> **Source passage**
Over the last few days, I’ve thought of little else. Four days ago, Greg Balco set out to search for glacial erratics on James Ross Island, a few miles away. He was accompanied by Doug Fox, a science writer for National Geographic. Their helicopter pilot, Barry James, was flying them back to the ship when the weather worsened and he was forced to make an emergency landing.
Their first night on the ice, the rest of us imagined them in their tents, eating from their survival kits and munching on chocolate bars undoubtedly stuffed in their packs. But the weather did not improve the next day, and science operations were again suspended. Their third day out, the weather worsened with whiteout conditions, and it was clear that they would spend another night on the ice. Through frequent communications via iridium phone, they assured us that they were safe in their tents. We began to speculate on which movie star would play whom in the blockbuster-version of their story. We tried not to think about what would happen if the weather didn’t clear soon.
On the fourth day, Chris Dean, our remaining helicopter pilot, took off in a second helicopter for James Ross Island, but turned back due to poor visibility. He tried again a few hours later and radioed the ship to tell us they were arriving. We climbed to the bridge to watch them land. Our ship blasted its foghorn in welcome. Everyone was fine and clearly less worried than we were. They returned just in time for supper.
As a child, I believed that I could hear the ocean in a seashell. Now when I think about the sounds of the sea, I imagine the roar of waves crashing on the beach. But from the vantage point of a ship with noisy engines, the water seems silent.
In 1490, Leonardo da Vinci observed, “If you cause your ship to stop, and place the head of a long tube in the water and place the outer extremity to your ear, you will hear ships at a great distance from you.” The observation that sound travels well in water became the basis for the sophisticated sonar systems developed in World War I and II for submarines. The science that formed the basis for those technologies can also be used to explore the ocean.

> **Tasks and exercises**
[A] Could you quote the passage about the ship's expedition from "Over the last" up to and including "an emergency landing."?
[B] Which lines among the rows contain the string "surface"? Pull out each one in full.

> **Image point annotation rows**
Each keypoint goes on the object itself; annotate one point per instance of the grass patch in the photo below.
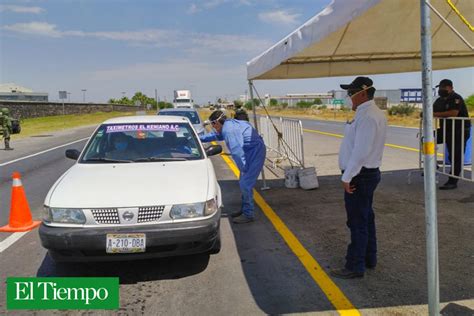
(48, 124)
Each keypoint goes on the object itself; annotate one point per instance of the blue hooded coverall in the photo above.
(248, 152)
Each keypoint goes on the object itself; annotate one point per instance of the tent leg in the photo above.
(264, 187)
(429, 165)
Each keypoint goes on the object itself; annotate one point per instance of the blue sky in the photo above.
(109, 47)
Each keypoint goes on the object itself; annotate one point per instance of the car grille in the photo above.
(150, 213)
(106, 216)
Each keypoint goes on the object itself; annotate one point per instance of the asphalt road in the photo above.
(256, 272)
(241, 279)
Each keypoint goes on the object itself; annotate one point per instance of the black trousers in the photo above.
(456, 150)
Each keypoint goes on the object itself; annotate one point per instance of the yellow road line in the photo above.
(388, 145)
(330, 289)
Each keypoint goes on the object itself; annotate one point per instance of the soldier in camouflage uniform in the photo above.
(6, 125)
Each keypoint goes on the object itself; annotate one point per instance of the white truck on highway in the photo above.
(182, 99)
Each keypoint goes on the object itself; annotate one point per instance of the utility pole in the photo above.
(429, 163)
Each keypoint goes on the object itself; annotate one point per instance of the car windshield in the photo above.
(142, 142)
(191, 115)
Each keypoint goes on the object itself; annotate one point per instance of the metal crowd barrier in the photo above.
(290, 147)
(467, 152)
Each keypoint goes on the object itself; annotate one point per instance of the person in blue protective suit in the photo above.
(248, 152)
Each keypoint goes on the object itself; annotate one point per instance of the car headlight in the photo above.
(181, 211)
(64, 215)
(194, 210)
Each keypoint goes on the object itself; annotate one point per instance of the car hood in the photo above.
(131, 184)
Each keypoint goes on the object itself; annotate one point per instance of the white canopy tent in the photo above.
(351, 37)
(362, 37)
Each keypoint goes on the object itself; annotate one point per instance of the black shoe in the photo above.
(236, 214)
(448, 186)
(346, 274)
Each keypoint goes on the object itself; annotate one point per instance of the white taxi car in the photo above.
(142, 187)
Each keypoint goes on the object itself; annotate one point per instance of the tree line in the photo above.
(143, 100)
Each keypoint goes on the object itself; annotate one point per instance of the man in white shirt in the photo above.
(360, 157)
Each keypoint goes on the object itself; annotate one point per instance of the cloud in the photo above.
(21, 9)
(230, 43)
(211, 4)
(191, 42)
(34, 28)
(172, 69)
(193, 9)
(280, 17)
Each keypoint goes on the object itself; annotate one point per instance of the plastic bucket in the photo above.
(467, 151)
(291, 177)
(308, 178)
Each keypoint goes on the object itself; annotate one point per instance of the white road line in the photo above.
(10, 240)
(41, 152)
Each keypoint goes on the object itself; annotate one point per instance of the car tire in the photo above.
(216, 248)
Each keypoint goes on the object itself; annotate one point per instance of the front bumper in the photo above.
(162, 240)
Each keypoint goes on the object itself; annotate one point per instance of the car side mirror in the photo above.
(213, 150)
(72, 154)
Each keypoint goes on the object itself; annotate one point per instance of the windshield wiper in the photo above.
(154, 159)
(108, 160)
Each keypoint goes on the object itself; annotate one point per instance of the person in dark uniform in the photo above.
(450, 104)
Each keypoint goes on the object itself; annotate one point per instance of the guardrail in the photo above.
(287, 142)
(458, 141)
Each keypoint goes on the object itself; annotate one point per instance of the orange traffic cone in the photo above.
(20, 215)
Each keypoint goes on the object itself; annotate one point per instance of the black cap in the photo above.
(359, 83)
(445, 83)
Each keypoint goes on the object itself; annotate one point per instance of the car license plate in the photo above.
(125, 243)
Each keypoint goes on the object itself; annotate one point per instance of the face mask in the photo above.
(120, 146)
(443, 93)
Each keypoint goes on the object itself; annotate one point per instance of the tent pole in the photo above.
(429, 163)
(254, 106)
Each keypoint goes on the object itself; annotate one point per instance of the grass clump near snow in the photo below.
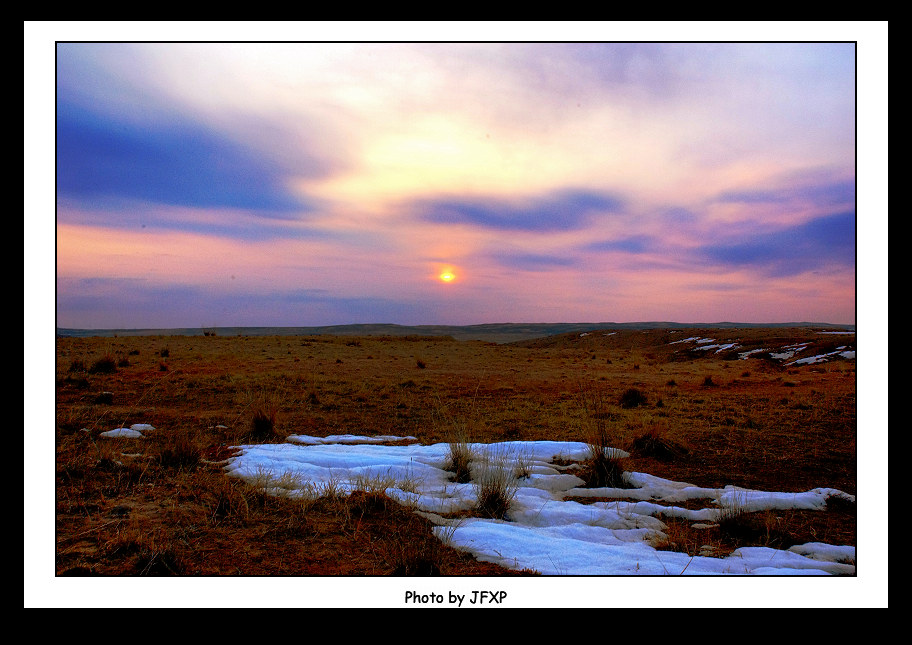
(654, 442)
(603, 468)
(495, 485)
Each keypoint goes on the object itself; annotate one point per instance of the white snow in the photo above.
(544, 530)
(135, 431)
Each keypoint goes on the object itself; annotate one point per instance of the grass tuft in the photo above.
(495, 486)
(603, 468)
(104, 365)
(632, 398)
(654, 442)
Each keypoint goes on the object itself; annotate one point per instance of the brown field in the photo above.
(161, 505)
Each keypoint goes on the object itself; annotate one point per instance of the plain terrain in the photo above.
(161, 505)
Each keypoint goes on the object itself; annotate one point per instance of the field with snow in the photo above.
(543, 531)
(159, 471)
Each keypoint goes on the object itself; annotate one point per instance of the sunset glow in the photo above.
(683, 181)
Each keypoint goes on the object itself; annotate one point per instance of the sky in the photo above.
(211, 184)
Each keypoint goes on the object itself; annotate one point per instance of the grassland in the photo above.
(161, 505)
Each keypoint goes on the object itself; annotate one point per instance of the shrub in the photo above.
(262, 425)
(603, 467)
(632, 398)
(495, 487)
(460, 459)
(178, 450)
(104, 365)
(653, 443)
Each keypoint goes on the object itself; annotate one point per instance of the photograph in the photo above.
(426, 315)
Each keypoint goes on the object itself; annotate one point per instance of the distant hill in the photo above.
(491, 332)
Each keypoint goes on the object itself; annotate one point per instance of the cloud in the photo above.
(818, 244)
(631, 244)
(532, 261)
(822, 194)
(178, 161)
(560, 211)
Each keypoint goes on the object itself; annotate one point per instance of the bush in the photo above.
(178, 450)
(653, 443)
(632, 398)
(495, 487)
(104, 365)
(603, 466)
(460, 459)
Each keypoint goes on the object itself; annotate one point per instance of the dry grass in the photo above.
(162, 505)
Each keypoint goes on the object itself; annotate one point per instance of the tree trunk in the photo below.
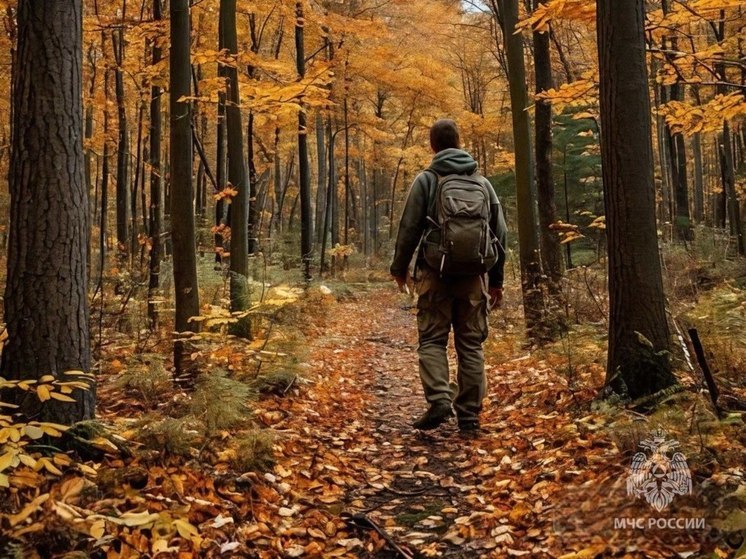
(182, 187)
(729, 185)
(699, 204)
(321, 175)
(239, 210)
(550, 245)
(156, 182)
(306, 235)
(638, 327)
(254, 207)
(46, 299)
(528, 235)
(123, 155)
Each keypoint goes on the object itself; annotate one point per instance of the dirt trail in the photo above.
(537, 474)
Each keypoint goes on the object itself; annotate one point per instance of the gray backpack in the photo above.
(459, 241)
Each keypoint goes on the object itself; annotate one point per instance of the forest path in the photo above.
(351, 447)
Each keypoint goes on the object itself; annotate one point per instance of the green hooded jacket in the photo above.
(414, 222)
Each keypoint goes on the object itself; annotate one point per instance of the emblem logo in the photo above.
(659, 474)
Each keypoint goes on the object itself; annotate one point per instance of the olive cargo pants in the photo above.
(461, 303)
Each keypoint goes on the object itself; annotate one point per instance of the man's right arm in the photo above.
(411, 226)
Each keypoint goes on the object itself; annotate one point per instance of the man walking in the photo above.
(453, 214)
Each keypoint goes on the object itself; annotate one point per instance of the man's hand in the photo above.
(496, 296)
(402, 282)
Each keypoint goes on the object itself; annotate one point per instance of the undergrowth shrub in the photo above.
(148, 381)
(253, 452)
(176, 436)
(219, 401)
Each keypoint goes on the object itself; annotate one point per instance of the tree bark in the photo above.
(123, 155)
(182, 187)
(156, 182)
(46, 299)
(528, 235)
(306, 243)
(321, 176)
(550, 245)
(237, 176)
(699, 205)
(639, 340)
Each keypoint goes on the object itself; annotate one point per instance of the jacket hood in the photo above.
(453, 161)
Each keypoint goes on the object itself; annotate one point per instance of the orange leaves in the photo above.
(572, 10)
(581, 93)
(691, 119)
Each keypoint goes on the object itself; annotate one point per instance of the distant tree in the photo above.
(306, 218)
(156, 181)
(639, 341)
(182, 187)
(46, 298)
(237, 174)
(550, 246)
(123, 151)
(528, 235)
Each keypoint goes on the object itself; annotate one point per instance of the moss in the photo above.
(150, 383)
(220, 402)
(171, 435)
(253, 452)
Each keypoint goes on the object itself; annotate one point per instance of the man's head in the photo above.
(444, 135)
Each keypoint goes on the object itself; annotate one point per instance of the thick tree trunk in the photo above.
(182, 187)
(528, 235)
(638, 328)
(550, 245)
(156, 183)
(237, 176)
(46, 299)
(306, 243)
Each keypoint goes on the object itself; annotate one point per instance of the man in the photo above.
(445, 301)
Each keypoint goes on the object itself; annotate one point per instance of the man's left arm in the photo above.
(411, 227)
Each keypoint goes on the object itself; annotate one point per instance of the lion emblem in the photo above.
(659, 475)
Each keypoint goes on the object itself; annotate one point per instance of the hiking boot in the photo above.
(469, 427)
(436, 415)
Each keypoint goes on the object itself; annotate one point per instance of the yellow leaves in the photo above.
(582, 93)
(43, 392)
(690, 119)
(342, 250)
(227, 194)
(28, 510)
(572, 10)
(567, 232)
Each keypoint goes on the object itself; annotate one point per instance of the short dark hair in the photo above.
(444, 135)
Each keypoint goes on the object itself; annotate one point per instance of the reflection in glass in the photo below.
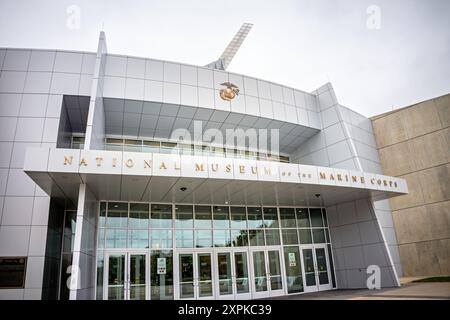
(289, 236)
(239, 238)
(139, 216)
(203, 238)
(287, 216)
(254, 215)
(322, 266)
(272, 237)
(102, 217)
(116, 238)
(316, 217)
(184, 216)
(224, 268)
(161, 216)
(256, 237)
(259, 268)
(137, 277)
(310, 275)
(302, 217)
(293, 267)
(117, 215)
(275, 270)
(271, 218)
(324, 216)
(161, 238)
(186, 274)
(116, 277)
(184, 238)
(305, 236)
(203, 217)
(221, 217)
(161, 279)
(204, 275)
(222, 238)
(241, 267)
(318, 235)
(238, 218)
(138, 238)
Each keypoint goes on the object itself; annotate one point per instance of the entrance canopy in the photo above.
(155, 177)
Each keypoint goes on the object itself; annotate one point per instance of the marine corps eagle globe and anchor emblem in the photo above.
(229, 92)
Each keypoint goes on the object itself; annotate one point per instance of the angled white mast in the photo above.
(230, 51)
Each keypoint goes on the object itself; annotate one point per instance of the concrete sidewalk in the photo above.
(416, 291)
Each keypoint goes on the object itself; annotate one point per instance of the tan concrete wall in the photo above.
(414, 143)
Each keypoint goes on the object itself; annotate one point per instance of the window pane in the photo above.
(271, 217)
(185, 238)
(116, 238)
(184, 217)
(203, 217)
(203, 238)
(239, 238)
(272, 237)
(316, 217)
(161, 238)
(318, 235)
(256, 237)
(305, 236)
(102, 218)
(117, 215)
(287, 216)
(139, 216)
(221, 217)
(222, 238)
(138, 238)
(289, 236)
(161, 216)
(302, 218)
(238, 218)
(254, 217)
(324, 216)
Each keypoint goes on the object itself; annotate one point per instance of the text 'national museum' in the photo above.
(122, 178)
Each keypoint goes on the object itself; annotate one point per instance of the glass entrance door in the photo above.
(232, 274)
(317, 276)
(195, 275)
(267, 275)
(126, 276)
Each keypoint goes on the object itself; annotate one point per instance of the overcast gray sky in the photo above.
(302, 44)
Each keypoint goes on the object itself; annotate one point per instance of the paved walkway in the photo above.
(436, 290)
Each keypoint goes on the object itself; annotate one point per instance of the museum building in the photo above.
(100, 200)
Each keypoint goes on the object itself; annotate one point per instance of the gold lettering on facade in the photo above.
(129, 163)
(83, 162)
(68, 160)
(147, 164)
(99, 161)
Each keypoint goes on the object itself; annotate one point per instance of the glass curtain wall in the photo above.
(161, 228)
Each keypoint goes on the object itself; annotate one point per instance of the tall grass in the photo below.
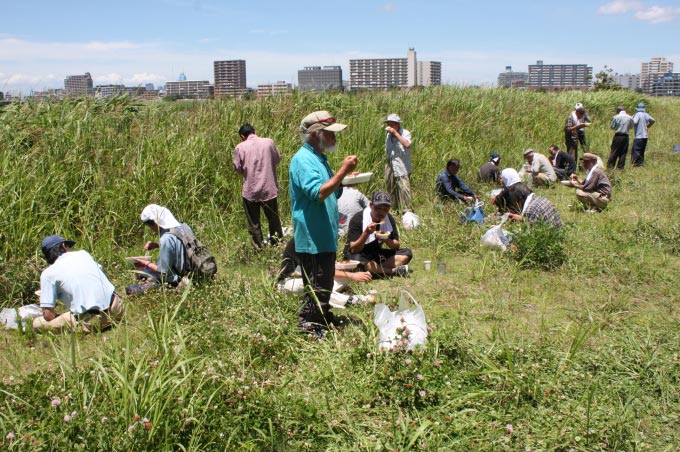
(583, 356)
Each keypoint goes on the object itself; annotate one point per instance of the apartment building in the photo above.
(318, 79)
(189, 89)
(511, 79)
(653, 70)
(384, 73)
(628, 81)
(429, 73)
(280, 88)
(79, 85)
(667, 85)
(554, 77)
(230, 78)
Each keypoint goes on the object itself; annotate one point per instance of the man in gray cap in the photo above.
(621, 124)
(75, 278)
(642, 121)
(314, 190)
(398, 167)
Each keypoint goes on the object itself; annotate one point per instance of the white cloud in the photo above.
(651, 14)
(658, 14)
(619, 7)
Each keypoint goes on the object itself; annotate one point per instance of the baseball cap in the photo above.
(381, 198)
(320, 120)
(393, 118)
(51, 241)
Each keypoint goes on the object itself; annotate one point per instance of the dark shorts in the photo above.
(382, 255)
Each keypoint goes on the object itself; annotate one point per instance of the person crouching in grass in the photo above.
(368, 231)
(524, 205)
(75, 278)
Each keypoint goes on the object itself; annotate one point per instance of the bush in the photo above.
(540, 246)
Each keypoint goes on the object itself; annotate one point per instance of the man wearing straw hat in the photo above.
(75, 278)
(642, 121)
(398, 166)
(314, 190)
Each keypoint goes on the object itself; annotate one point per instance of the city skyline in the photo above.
(154, 41)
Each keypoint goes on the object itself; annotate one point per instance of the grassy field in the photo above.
(584, 357)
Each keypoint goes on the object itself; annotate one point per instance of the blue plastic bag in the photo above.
(473, 214)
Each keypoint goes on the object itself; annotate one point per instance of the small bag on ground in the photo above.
(497, 237)
(202, 265)
(406, 324)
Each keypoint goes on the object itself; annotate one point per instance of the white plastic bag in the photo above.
(497, 237)
(410, 220)
(8, 316)
(407, 325)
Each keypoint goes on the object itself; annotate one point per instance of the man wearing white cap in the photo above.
(542, 172)
(398, 167)
(314, 190)
(642, 121)
(75, 278)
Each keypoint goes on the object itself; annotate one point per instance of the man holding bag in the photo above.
(368, 231)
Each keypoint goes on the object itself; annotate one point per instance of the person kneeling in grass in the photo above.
(172, 264)
(368, 231)
(75, 278)
(595, 191)
(524, 205)
(290, 280)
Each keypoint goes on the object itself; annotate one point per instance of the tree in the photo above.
(604, 80)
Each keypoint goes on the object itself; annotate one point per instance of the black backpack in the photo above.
(201, 263)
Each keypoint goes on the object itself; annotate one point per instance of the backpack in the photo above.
(200, 262)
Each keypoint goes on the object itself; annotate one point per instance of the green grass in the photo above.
(585, 356)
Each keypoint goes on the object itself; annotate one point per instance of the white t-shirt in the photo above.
(397, 155)
(78, 281)
(350, 203)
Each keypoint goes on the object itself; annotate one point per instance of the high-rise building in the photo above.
(383, 73)
(555, 77)
(510, 79)
(628, 81)
(316, 78)
(280, 88)
(79, 85)
(189, 89)
(230, 78)
(652, 71)
(667, 85)
(429, 73)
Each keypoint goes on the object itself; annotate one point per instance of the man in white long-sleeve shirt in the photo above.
(75, 278)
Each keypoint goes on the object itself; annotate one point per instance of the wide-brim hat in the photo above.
(320, 120)
(51, 241)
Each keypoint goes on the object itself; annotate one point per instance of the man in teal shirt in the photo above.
(314, 191)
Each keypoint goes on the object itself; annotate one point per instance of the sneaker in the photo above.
(313, 329)
(341, 321)
(401, 270)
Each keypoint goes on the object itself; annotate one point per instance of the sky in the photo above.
(153, 41)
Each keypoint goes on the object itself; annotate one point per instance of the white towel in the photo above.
(367, 219)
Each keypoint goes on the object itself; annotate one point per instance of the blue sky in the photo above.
(152, 41)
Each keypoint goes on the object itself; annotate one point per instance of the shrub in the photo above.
(540, 246)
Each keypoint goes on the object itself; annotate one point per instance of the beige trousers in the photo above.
(592, 199)
(399, 189)
(88, 322)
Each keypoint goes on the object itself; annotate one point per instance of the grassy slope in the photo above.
(584, 357)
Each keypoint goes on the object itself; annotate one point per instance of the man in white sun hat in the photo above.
(314, 190)
(398, 167)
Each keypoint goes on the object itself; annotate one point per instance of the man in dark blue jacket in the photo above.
(449, 185)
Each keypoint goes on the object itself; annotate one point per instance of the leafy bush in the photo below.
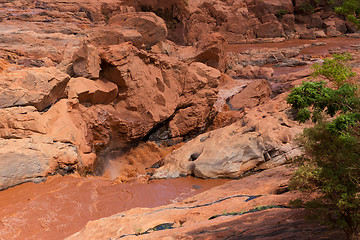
(348, 8)
(331, 167)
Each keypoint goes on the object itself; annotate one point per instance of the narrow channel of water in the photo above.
(62, 206)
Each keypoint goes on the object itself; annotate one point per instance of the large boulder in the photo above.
(92, 91)
(262, 140)
(265, 7)
(38, 87)
(211, 51)
(86, 62)
(269, 30)
(151, 27)
(32, 159)
(20, 122)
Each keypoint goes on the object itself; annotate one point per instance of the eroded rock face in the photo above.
(32, 159)
(262, 140)
(92, 91)
(151, 27)
(38, 87)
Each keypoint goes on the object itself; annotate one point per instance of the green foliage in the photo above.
(331, 167)
(348, 8)
(312, 99)
(335, 69)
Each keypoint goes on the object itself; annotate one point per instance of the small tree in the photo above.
(331, 167)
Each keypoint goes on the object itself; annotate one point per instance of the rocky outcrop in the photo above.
(241, 21)
(92, 91)
(262, 140)
(254, 94)
(38, 87)
(151, 27)
(32, 159)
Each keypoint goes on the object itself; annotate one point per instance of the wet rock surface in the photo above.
(262, 139)
(222, 212)
(62, 206)
(103, 87)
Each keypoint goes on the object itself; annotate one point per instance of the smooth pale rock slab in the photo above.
(151, 27)
(31, 159)
(38, 87)
(95, 92)
(261, 141)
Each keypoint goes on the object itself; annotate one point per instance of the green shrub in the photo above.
(331, 166)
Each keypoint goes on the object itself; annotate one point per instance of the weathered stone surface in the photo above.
(254, 93)
(114, 35)
(20, 122)
(262, 8)
(150, 93)
(211, 51)
(151, 27)
(31, 159)
(92, 91)
(262, 140)
(269, 30)
(250, 72)
(39, 87)
(86, 62)
(332, 32)
(308, 34)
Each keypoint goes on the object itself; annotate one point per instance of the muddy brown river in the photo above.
(62, 206)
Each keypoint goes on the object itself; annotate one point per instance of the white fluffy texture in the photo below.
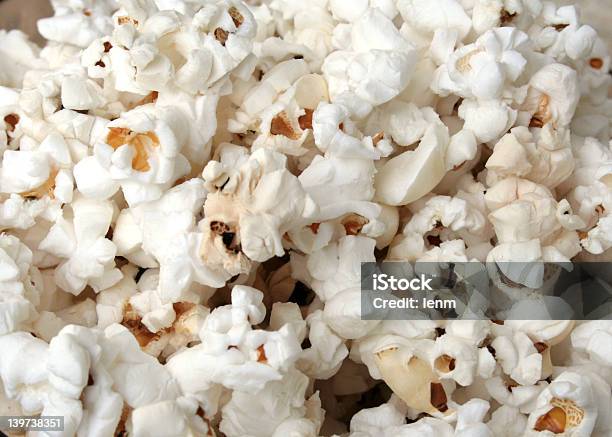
(80, 240)
(377, 64)
(18, 297)
(159, 159)
(154, 136)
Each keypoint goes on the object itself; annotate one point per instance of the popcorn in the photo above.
(364, 70)
(188, 190)
(565, 406)
(85, 231)
(140, 153)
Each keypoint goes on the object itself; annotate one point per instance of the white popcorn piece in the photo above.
(225, 147)
(412, 174)
(85, 233)
(18, 296)
(140, 153)
(249, 210)
(364, 70)
(566, 406)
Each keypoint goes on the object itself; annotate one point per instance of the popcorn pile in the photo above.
(188, 188)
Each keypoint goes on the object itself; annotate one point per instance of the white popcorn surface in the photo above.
(188, 189)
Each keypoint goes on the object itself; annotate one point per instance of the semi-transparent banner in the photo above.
(493, 291)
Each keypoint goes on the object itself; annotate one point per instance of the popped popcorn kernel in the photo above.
(141, 143)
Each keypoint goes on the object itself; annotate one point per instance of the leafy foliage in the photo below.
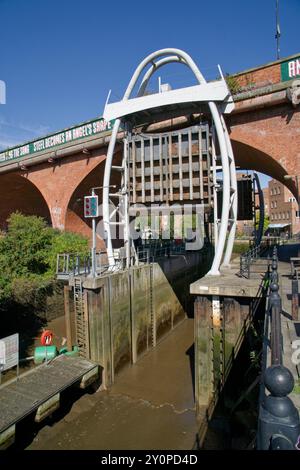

> **Task answers**
[A]
Over the last few days, I’ve thought of little else. Four days ago, Greg Balco set out to search for glacial erratics on James Ross Island, a few miles away. He was accompanied by Doug Fox, a science writer for National Geographic. Their helicopter pilot, Barry James, was flying them back to the ship when the weather worsened and he was forced to make an emergency landing.

[B]
Each keypoint goes on the object itself; annotate one point per instance of the wet rock surface in the photo above.
Each keypoint goes on the object itself; annotate one point per instance of the weathered stone surface in the photo above.
Each keypoint goes on the object itself; annotate one point per instance of the white popcorn surface in the photo above.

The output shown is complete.